» **Текст**
• 3960
Аскар Аукенов описал симптомы современной журналистики - ко Всемирному дню свободы печати. Журфаки, редакции, кадры - диагноз нашей медиа-сферы. Стоит ли идти в журналистику - "оптимистичный" ответ на этот вопрос от известного журналиста

Призраку Дня печати посвящается

 

Аскар Аукенов, журналист, специально для Vласти

 

Периодически знакомые или родственники, у которых дети вскоре оканчивают школу, обращаются ко мне с вопросом: вот, дескать, думаем, куда поступать, как ты считаешь насчет журналистики? Я им сразу честно отвечаю: не советую. Они несколько теряются от такой категоричности. Я же доходчиво излагаю причины своей позиции.

 

Представление о внутренней кухне советской журналистики имеют все, кто читал Довлатова. Мы шли на идеологический факультет – потому что лучше всего владели не руками, а словом; потому что хотели романтики; наконец, потому что вожделели славы и влияния на умы.

» **Раздел материала**
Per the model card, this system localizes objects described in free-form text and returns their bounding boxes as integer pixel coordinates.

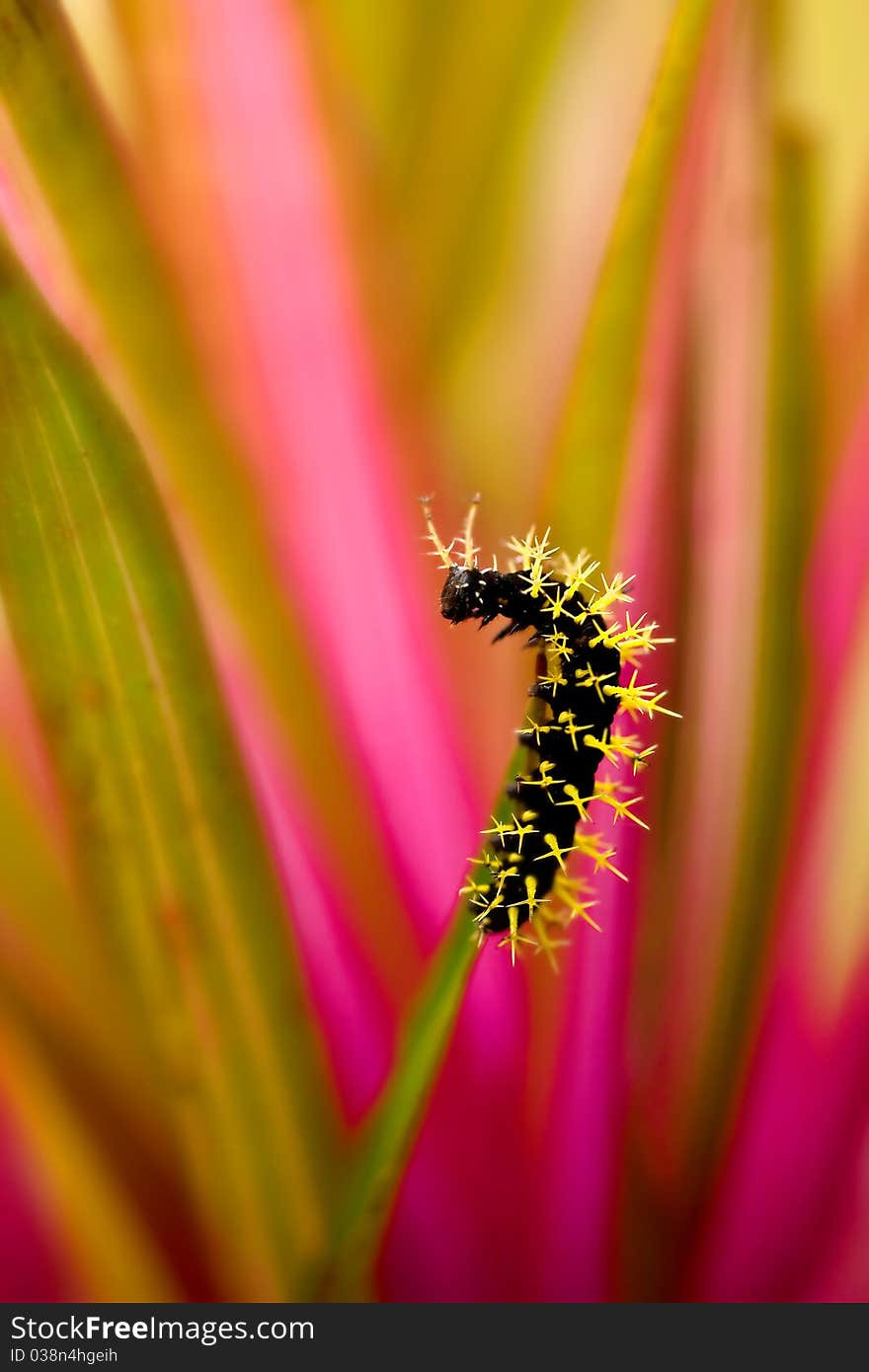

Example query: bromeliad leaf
[0,236,335,1298]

» **Что нужно сделать**
[a] Что, согласно тексту о журналистике, автор отвечает знакомым и родственникам, которые спрашивают, стоит ли их детям поступать на журналистику?
[b] Процитируйте фрагмент текста о журналистике, который начинается со слов «Периодически знакомые или» и заканчивается словами «причины своей позиции.».

» **Ответы по заданиям**
[a] Он честно отвечает им: «не советую».

[b]
Периодически знакомые или родственники, у которых дети вскоре оканчивают школу, обращаются ко мне с вопросом: вот, дескать, думаем, куда поступать, как ты считаешь насчет журналистики? Я им сразу честно отвечаю: не советую. Они несколько теряются от такой категоричности. Я же доходчиво излагаю причины своей позиции.